(Material for this exercise)
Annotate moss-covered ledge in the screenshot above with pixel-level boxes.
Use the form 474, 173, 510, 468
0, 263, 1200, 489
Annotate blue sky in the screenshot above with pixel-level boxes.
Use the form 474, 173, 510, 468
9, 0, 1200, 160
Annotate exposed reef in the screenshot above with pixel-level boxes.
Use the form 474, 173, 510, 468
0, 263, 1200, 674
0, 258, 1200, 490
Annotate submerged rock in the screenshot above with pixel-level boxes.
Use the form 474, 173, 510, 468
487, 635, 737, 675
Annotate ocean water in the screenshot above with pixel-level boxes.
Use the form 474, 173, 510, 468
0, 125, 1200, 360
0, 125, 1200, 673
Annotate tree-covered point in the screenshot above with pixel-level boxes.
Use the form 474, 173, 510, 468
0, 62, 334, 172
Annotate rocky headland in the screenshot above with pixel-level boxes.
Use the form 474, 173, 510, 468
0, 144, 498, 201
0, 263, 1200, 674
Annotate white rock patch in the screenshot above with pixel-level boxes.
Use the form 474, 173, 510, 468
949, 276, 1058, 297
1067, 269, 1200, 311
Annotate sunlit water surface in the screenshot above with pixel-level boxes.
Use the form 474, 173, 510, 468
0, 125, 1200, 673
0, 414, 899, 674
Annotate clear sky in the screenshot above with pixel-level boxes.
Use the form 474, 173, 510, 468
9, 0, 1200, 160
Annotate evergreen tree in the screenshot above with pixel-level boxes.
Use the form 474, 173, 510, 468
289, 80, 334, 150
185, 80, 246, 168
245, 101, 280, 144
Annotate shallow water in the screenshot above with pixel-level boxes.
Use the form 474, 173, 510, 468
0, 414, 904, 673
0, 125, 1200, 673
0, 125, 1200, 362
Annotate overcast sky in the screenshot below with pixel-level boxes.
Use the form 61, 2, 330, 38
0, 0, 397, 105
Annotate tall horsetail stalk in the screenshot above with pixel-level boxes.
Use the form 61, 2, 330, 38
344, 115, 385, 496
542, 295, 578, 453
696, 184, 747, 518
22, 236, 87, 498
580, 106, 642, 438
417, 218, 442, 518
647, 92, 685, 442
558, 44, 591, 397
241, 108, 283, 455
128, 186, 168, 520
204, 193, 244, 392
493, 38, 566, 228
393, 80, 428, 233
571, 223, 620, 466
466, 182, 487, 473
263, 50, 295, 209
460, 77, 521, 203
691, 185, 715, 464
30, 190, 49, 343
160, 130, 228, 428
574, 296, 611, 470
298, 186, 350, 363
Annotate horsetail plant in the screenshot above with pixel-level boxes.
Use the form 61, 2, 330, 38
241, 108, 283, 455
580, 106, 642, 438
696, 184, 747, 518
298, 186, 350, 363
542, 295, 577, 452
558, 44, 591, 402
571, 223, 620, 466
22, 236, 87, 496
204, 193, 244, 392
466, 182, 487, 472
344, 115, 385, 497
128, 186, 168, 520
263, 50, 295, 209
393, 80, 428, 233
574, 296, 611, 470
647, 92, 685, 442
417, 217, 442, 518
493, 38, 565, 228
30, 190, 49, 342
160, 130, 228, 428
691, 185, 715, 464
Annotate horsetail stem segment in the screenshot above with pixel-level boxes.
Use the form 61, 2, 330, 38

(What you need to do) Scale the lines between the one holding "Annotate white rock" and the one holding "0, 0, 397, 105", inclusive, and give only those lines back. Keep every line, but multiply each bounding-box coordinate in the answers by 0.9 and round it to a whole number, with halves rounding up, while all other lines and their sample numbers stay unchanged.

(The answer)
Annotate white rock patch in the screenshot above with pixel-level boxes.
Use the form 474, 173, 510, 468
854, 248, 952, 267
960, 242, 1080, 280
Annotate sunlit water surface in the screenshot above with pixel-level boxes.
Use the form 474, 173, 510, 468
0, 113, 1080, 606
0, 373, 809, 607
Annotate clear sky in the screenshot above with pixel-level boxes.
Use the form 474, 173, 510, 468
8, 0, 1080, 144
Annotate evergreen tree in the screenshot above with pixel-level boxes.
Use the form 474, 173, 510, 468
260, 72, 301, 135
167, 72, 221, 151
221, 91, 252, 130
Annotate shallow water in the screenshot above with pixel-level boxes.
Use the form 474, 173, 510, 468
0, 373, 814, 606
0, 113, 1080, 606
0, 113, 1080, 326
Annotate overcast sky in the screenshot below with pixel-level boxes.
Use the form 61, 2, 330, 38
0, 0, 357, 95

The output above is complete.